EXERCISE »
Taking the line with "Point to the stand" as the first and the last line of the entries as the final one, copy that span exactly.

RECORDED INFORMATION »
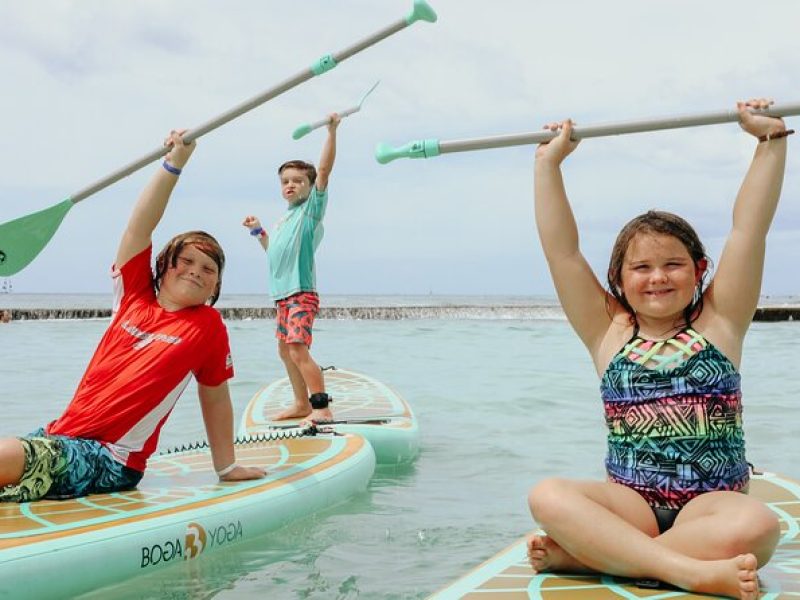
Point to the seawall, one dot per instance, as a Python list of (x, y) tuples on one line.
[(386, 313)]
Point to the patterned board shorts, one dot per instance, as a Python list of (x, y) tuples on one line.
[(295, 316), (59, 467)]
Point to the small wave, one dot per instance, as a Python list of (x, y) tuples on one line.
[(382, 313)]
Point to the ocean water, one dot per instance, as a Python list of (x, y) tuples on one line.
[(501, 404)]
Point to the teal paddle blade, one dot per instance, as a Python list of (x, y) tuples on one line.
[(22, 239)]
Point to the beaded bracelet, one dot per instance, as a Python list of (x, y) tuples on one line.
[(775, 136), (226, 470), (170, 168)]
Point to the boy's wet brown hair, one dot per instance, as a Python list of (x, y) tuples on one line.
[(205, 242), (309, 169), (662, 223)]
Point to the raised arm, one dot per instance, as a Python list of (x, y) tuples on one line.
[(153, 200), (328, 156), (735, 290), (582, 297), (215, 403)]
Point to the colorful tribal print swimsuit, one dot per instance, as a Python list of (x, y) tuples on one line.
[(674, 421)]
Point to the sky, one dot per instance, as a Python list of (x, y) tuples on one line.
[(91, 85)]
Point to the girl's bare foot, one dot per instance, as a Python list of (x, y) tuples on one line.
[(545, 555), (735, 578)]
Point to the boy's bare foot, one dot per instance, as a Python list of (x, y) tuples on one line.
[(294, 412), (321, 414), (545, 555), (735, 578)]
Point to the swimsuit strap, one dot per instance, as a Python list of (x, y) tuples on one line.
[(686, 343)]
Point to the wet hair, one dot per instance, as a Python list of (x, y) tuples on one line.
[(309, 169), (205, 242), (661, 223)]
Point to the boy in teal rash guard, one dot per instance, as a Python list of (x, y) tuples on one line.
[(290, 252)]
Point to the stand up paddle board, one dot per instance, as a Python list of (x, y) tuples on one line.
[(508, 575), (360, 405), (179, 512)]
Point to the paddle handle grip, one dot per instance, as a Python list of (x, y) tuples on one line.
[(421, 11), (432, 147), (307, 128)]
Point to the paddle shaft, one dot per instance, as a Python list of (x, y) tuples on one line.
[(712, 118), (342, 114), (237, 111)]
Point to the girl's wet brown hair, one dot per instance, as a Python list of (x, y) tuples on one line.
[(662, 223), (205, 242), (309, 169)]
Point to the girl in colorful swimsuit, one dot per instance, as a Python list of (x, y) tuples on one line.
[(667, 347)]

RESPONSE »
Point to the stand up paddle board, one dot per instance, as a Python list of (x, y) tuples on one line.
[(508, 575), (360, 405), (179, 512)]
Point to the paddle handle grip, one dot per instance, as a Python list of (x, y) tuples on one line.
[(421, 11), (432, 147), (307, 128)]
Point to the paddle shaft, one dot per instance, as a Python list of (x, y) tuples on one line.
[(712, 118), (342, 114), (237, 111)]
Point to the girl's wet brown hair, one dot per instance, as a Python list of (x, y) tuples on one line.
[(662, 223), (205, 242), (309, 169)]
Point to the girl in colorful swimsuit, one dot per instance, as a Python list of (x, y) tuples on one line.
[(667, 347)]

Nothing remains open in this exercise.